* **SHORT TASK**: Print every line of the listing below unchanged and in its original order.

= = = =

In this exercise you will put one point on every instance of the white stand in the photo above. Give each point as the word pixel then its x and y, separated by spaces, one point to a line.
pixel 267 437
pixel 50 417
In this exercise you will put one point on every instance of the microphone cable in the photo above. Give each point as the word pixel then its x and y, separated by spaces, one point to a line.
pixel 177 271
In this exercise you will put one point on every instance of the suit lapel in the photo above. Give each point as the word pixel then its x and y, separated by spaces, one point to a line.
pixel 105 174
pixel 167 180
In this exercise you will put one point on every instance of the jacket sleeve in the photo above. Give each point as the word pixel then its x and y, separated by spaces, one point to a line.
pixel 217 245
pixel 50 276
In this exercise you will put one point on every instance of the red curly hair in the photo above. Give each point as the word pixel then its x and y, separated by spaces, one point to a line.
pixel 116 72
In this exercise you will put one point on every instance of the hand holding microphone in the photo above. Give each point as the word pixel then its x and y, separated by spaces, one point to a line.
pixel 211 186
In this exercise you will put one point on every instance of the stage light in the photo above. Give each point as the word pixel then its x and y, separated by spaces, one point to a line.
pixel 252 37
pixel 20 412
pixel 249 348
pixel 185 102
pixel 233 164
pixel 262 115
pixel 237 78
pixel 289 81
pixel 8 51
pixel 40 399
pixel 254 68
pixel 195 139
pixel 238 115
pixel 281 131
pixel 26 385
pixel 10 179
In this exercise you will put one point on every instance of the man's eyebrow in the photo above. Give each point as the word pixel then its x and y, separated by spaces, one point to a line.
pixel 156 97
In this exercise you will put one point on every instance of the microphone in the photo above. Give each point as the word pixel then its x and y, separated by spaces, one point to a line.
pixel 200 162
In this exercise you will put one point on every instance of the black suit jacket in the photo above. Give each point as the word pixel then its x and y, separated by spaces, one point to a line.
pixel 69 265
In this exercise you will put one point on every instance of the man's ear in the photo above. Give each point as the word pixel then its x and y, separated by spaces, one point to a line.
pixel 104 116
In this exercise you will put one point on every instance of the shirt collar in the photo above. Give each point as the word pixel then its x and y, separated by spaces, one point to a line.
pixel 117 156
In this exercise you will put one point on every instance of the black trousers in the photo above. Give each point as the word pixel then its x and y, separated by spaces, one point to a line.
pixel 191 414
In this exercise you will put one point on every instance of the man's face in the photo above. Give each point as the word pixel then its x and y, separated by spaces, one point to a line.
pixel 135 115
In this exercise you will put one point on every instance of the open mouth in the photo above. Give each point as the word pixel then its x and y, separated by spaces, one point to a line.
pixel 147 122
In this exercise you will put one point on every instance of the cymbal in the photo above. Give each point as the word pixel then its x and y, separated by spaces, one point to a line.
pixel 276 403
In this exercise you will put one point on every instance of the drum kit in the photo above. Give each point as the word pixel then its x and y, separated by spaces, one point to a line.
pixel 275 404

= = = =

* **RESULT OF THE TASK**:
In this exercise you will put one point on every instance of the white stand in the photo above. Give each point as the word pixel then its x and y, separated by spaces, one point to a line.
pixel 267 437
pixel 50 417
In this exercise you will put one point on every instance of the microphone cable in the photo above. Give each point as the word pixel then its x and y, separated by spaces, one point to a line.
pixel 177 271
In this exercise you will put one point on every instance of the suit lapel in the photo above. Give each point as the word pixel then its x and y, separated by spaces, one point to a line.
pixel 105 174
pixel 167 180
In this exercise you will put one point on every instance of the jacket sleeve in the photo above. Give each point as the word pixel then its x and y, separated by spaces, one point to a line.
pixel 217 245
pixel 50 276
In this exercise you will put one point on every instance of the red curly hair in the photo above. Give each point as the word pixel then its x and y, separated by spaces, one point to a line.
pixel 116 72
In this exercise you will put one point on every instance of the hand holding microphone in the photo above. Give each point as the word pixel then its x and y, separated by spaces, one point to a line.
pixel 211 186
In this exercise you will put one point on every instance of the stage light in the photo above. Give each point as the word pixel then its x and y, separated by spaces, one point to a line.
pixel 252 37
pixel 20 412
pixel 249 348
pixel 185 102
pixel 233 164
pixel 262 115
pixel 237 78
pixel 289 81
pixel 8 51
pixel 40 399
pixel 254 68
pixel 195 139
pixel 238 115
pixel 281 131
pixel 26 385
pixel 10 179
In this exercise you will put one point on every instance of the man's eyebrow in the photo above. Give each point as the word pixel then its x and y, separated by spaces, one point to a line.
pixel 156 97
In this exercise you will put one point on every instance of the microphone in the photo above. Give each point as the word pixel then its x and y, separated by spaces, one point to a line.
pixel 200 162
In this exercise you will put one point on every instance of the black suit jacket in the photo above. Give each point as the word pixel then its x and y, separated by spaces, one point to a line.
pixel 69 265
In this exercise you will put one point on every instance of the man's ear in the photo above. Give each point as the word pixel then its x and y, separated by spaces, one point to a line.
pixel 104 116
In this exercise you will put one point on every instance of the shirt collar in the photo above. Give each point as the word pixel then its x and y, separated by spaces, one point to a line.
pixel 117 156
In this exercise you will put one point on every instance of the black trousers in the photo above. Give each point as the word pixel then its x and y, separated by spaces, one point to a line.
pixel 191 414
In this exercise you will put one point on every instance of the man's face in the photo above. Give each point as the word pixel then its x and y, separated by spaces, one point to a line.
pixel 135 115
In this exercise you will put one point on every instance of the open mouth in the photo above. Give each point as the word pixel then its x and y, separated by spaces, one point to a line.
pixel 147 122
In this exercise you will put one point on every instance of the cymbal in the photo above. Give each point as the word pixel then its x and y, separated by spaces, one point to a line.
pixel 276 403
In this exercise you will put one point on every instance of the drum kit in the photo above. Give each point as the word pixel then its x and y, separated by spaces, one point to a line.
pixel 275 404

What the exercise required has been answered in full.